╔══

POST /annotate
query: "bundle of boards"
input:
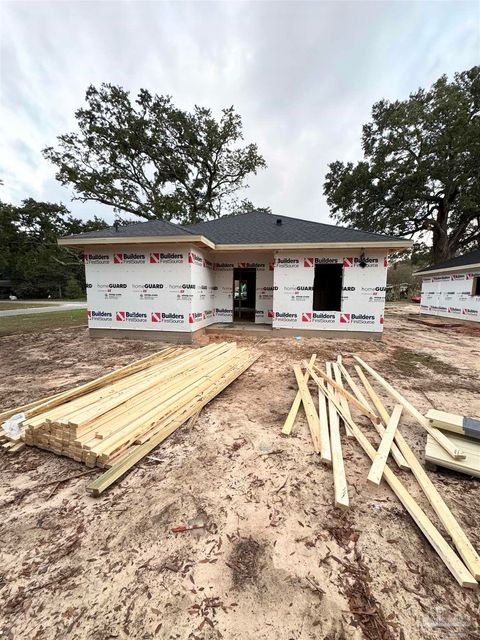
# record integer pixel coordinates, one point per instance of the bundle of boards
(115, 420)
(464, 433)
(335, 405)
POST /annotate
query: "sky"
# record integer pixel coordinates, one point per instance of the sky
(303, 76)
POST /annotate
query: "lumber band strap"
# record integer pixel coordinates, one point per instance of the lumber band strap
(472, 428)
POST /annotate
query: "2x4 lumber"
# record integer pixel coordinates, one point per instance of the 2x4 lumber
(292, 414)
(95, 384)
(343, 392)
(85, 415)
(310, 411)
(380, 428)
(383, 451)
(442, 440)
(343, 401)
(438, 542)
(125, 463)
(454, 423)
(470, 466)
(160, 404)
(339, 477)
(8, 413)
(453, 528)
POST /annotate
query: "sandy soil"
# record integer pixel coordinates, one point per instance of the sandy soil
(275, 560)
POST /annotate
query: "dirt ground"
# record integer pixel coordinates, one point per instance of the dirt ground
(275, 560)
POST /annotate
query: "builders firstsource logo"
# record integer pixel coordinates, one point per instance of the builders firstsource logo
(96, 258)
(194, 258)
(366, 261)
(252, 265)
(100, 316)
(223, 312)
(223, 266)
(130, 316)
(167, 317)
(319, 317)
(129, 258)
(472, 313)
(195, 317)
(166, 258)
(285, 316)
(287, 263)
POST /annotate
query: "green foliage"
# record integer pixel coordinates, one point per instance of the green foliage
(152, 159)
(72, 289)
(29, 254)
(421, 168)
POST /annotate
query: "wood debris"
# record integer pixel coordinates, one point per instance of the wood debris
(465, 566)
(114, 421)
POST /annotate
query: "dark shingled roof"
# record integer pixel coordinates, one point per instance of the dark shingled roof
(256, 227)
(136, 230)
(460, 261)
(259, 227)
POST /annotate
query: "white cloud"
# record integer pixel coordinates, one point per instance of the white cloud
(303, 75)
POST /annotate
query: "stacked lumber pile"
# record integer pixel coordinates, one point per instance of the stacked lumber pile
(462, 432)
(335, 406)
(131, 410)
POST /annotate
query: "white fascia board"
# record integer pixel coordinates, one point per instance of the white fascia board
(390, 245)
(463, 267)
(123, 240)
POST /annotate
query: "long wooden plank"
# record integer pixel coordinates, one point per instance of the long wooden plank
(292, 414)
(453, 528)
(118, 470)
(343, 401)
(95, 384)
(470, 466)
(339, 477)
(326, 450)
(437, 435)
(310, 411)
(383, 451)
(438, 542)
(339, 389)
(380, 428)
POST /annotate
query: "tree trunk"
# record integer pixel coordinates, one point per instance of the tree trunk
(441, 248)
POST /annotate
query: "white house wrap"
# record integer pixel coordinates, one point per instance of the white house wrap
(452, 289)
(160, 277)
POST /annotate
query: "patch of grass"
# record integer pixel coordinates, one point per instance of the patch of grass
(6, 306)
(32, 322)
(407, 362)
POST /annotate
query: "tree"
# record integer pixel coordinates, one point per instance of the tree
(421, 168)
(152, 159)
(29, 254)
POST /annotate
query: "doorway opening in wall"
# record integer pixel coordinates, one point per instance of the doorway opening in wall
(327, 287)
(244, 294)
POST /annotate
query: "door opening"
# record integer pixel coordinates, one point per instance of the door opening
(327, 287)
(244, 294)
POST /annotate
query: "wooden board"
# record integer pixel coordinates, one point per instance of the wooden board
(339, 477)
(343, 400)
(310, 411)
(292, 414)
(435, 433)
(446, 553)
(470, 465)
(453, 528)
(380, 460)
(380, 428)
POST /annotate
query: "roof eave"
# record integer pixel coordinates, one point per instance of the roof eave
(463, 267)
(391, 245)
(86, 242)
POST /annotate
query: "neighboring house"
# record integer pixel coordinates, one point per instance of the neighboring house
(292, 274)
(451, 289)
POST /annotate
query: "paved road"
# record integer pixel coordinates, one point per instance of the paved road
(61, 306)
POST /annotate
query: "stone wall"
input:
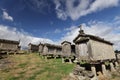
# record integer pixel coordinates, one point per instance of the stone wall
(101, 51)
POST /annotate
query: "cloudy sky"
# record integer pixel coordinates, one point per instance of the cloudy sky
(53, 21)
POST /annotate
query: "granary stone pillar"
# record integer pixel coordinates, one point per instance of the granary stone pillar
(70, 61)
(112, 67)
(63, 60)
(104, 69)
(93, 69)
(55, 53)
(116, 64)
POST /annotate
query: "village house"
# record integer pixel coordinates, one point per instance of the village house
(94, 50)
(68, 51)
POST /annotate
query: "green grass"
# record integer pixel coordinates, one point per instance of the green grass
(33, 67)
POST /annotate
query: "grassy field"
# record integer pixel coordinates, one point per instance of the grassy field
(33, 67)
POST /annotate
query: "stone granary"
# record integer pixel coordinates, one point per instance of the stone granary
(32, 48)
(9, 46)
(68, 51)
(50, 50)
(94, 50)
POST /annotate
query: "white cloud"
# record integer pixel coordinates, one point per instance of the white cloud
(83, 8)
(105, 30)
(57, 31)
(6, 16)
(9, 33)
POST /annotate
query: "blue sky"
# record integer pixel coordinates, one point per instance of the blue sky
(53, 21)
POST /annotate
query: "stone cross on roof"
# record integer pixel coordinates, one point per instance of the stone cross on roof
(81, 31)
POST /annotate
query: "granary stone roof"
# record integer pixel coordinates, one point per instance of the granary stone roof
(9, 41)
(65, 42)
(52, 45)
(32, 44)
(84, 37)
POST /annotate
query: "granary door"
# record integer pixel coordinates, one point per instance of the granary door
(83, 50)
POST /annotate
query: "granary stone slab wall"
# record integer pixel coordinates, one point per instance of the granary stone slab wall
(50, 49)
(82, 51)
(102, 51)
(66, 49)
(9, 45)
(33, 47)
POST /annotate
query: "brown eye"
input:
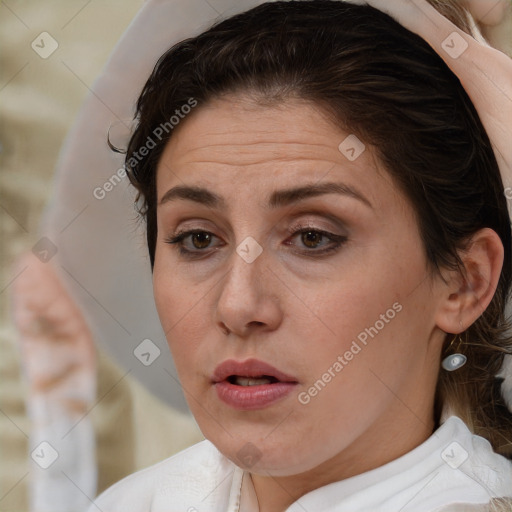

╚══

- [Try it]: Pictures omitted, give the entries again exactly.

- [Reply]:
POST /annotate
query: "bundle of boards"
input:
# record integer pixel coordinates, one point per instance of the bundle of boards
(115, 420)
(464, 433)
(335, 405)
POST /annotate
query: "sky"
# record integer pixel coordinates, one point per instance of the sky
(303, 76)
POST /annotate
query: "lumber band strap"
# record integer pixel coordinates, one point per instance of the lumber band strap
(472, 428)
POST /annotate
query: "2x4 lumber"
# record integer pixel coordinates, one point per instance of the 2x4 lumber
(292, 414)
(95, 384)
(343, 392)
(85, 415)
(310, 411)
(380, 428)
(383, 451)
(442, 440)
(343, 401)
(438, 542)
(125, 463)
(454, 423)
(470, 466)
(160, 404)
(339, 477)
(8, 413)
(453, 528)
POST /annotate
query: "sandy soil"
# record integer pixel coordinates, one point per instance of the sandy soil
(275, 560)
POST /annotate
query: "dirt ground"
# record integer pixel coordinates, one point per instance of the dirt ground
(275, 560)
POST /annotate
query: "builders firstsource logo"
# record integer pixel coordinates, one point per instance of the builders firstsource logo
(96, 258)
(194, 258)
(366, 261)
(252, 265)
(100, 316)
(223, 312)
(223, 266)
(130, 316)
(167, 317)
(319, 317)
(129, 258)
(472, 313)
(195, 317)
(166, 258)
(285, 316)
(287, 263)
POST /annotate
query: "green foliage"
# record integer pixel coordinates, one point per instance of the green foliage
(152, 159)
(72, 289)
(29, 254)
(421, 168)
POST /annotate
query: "wood debris"
# record integer pixel coordinates, one point per instance of the wood debris
(465, 566)
(114, 421)
POST /annotate
query: "dark shingled roof"
# record integer pixel coordinates, one point per instance of the dark shingled roof
(256, 227)
(136, 230)
(460, 261)
(259, 227)
POST /annotate
query: "white cloud"
# record integer pixel coordinates, one point per instance of the white cloud
(303, 75)
POST /annotate
query: "stacked lumber pile"
# record integer pixel coordinates, one point per instance of the stacked lumber pile
(462, 432)
(335, 406)
(131, 410)
POST /annotate
query: "white fascia board"
# record integer pixel coordinates, one point per instance of the white fascia board
(390, 245)
(463, 267)
(123, 240)
POST /annotate
query: "long wooden plank"
# record integer pixel coordinates, one point per instance of the long wooden plank
(292, 414)
(453, 528)
(118, 470)
(343, 401)
(95, 384)
(470, 466)
(339, 477)
(326, 450)
(437, 435)
(310, 411)
(383, 451)
(438, 542)
(339, 389)
(380, 428)
POST /annotate
query: "tree trunk"
# record integer pixel coordinates, one point per instance of the tree trunk
(441, 248)
POST /annotate
query: "white house wrap"
# record integer pixel coordinates, one point per instance of the white house wrap
(452, 289)
(160, 277)
POST /annotate
query: "patch of grass"
# record integer pixel coordinates, one point per instance of the patch of grass
(6, 306)
(32, 322)
(407, 362)
POST /annotate
query: "tree"
# record integer pixel coordinates, one point per instance of the tree
(421, 168)
(152, 159)
(29, 254)
POST /annotate
query: "doorway opening in wall"
# record integer pixel coordinates, one point per instance of the doorway opening in wall
(327, 287)
(244, 294)
POST /annotate
query: "door opening"
# record integer pixel coordinates, one point per instance of the door opening
(327, 287)
(244, 294)
POST /annotate
query: "wooden board"
# record integer pixel coordinates, one point per instance of the wooden board
(339, 477)
(343, 400)
(310, 411)
(292, 414)
(435, 433)
(446, 553)
(470, 465)
(453, 528)
(380, 460)
(380, 428)
POST /annotate
query: "roof eave"
# record integer pixel coordinates, one point per instance of the roof eave
(463, 267)
(391, 245)
(86, 242)
POST /annotate
query: "neighboring house"
# record integer pixel coordinates, one point per instance of the neighboring house
(292, 274)
(451, 289)
POST /annotate
query: "paved road"
# record integer pixel coordinates, one point per instance of the paved road
(61, 306)
POST /annotate
query: "stone wall"
input:
# record integer pixel coordinates, one point per instance of the stone wall
(101, 51)
POST /annotate
query: "cloudy sky"
# record integer pixel coordinates, one point per instance of the cloudy sky
(53, 21)
POST /annotate
query: "granary stone pillar"
# record integer pixel coordinates, one point per instance of the granary stone pillar
(70, 61)
(112, 67)
(63, 60)
(104, 69)
(93, 69)
(55, 53)
(116, 64)
POST /annotate
query: "village house"
# record integer pixel coordinates, one point per instance of the village house
(94, 50)
(68, 51)
POST /annotate
query: "green grass"
# record integer pixel coordinates, one point per instance of the green grass
(33, 67)
POST /annotate
query: "grassy field"
# record integer pixel coordinates, one point per instance of the grassy field
(33, 67)
POST /annotate
query: "stone granary"
# record integer pixel coordinates, one point per instance of the stone granary
(32, 48)
(9, 46)
(68, 51)
(50, 50)
(94, 50)
POST /annotate
query: "white cloud"
# record integer pixel coordinates, one point per instance of the white cloud
(83, 8)
(105, 30)
(57, 31)
(6, 16)
(9, 33)
POST /annotate
query: "blue sky"
# record integer pixel coordinates, one point per instance of the blue sky
(53, 21)
POST /annotate
query: "stone cross on roof"
# record integer pixel coordinates, one point per instance of the stone cross on roof
(81, 31)
POST /annotate
query: "granary stone roof"
# record integer pixel coordinates, one point per instance of the granary stone roof
(9, 41)
(65, 42)
(52, 45)
(32, 44)
(84, 37)
POST /annotate
query: "granary door"
# record integer pixel coordinates, one point per instance of the granary door
(83, 50)
POST /annotate
query: "granary stone slab wall"
# record integer pixel coordinates, one point per instance of the granary stone slab wall
(50, 49)
(82, 51)
(102, 51)
(66, 49)
(9, 45)
(33, 47)
POST /annotate
query: "brown eye"
input:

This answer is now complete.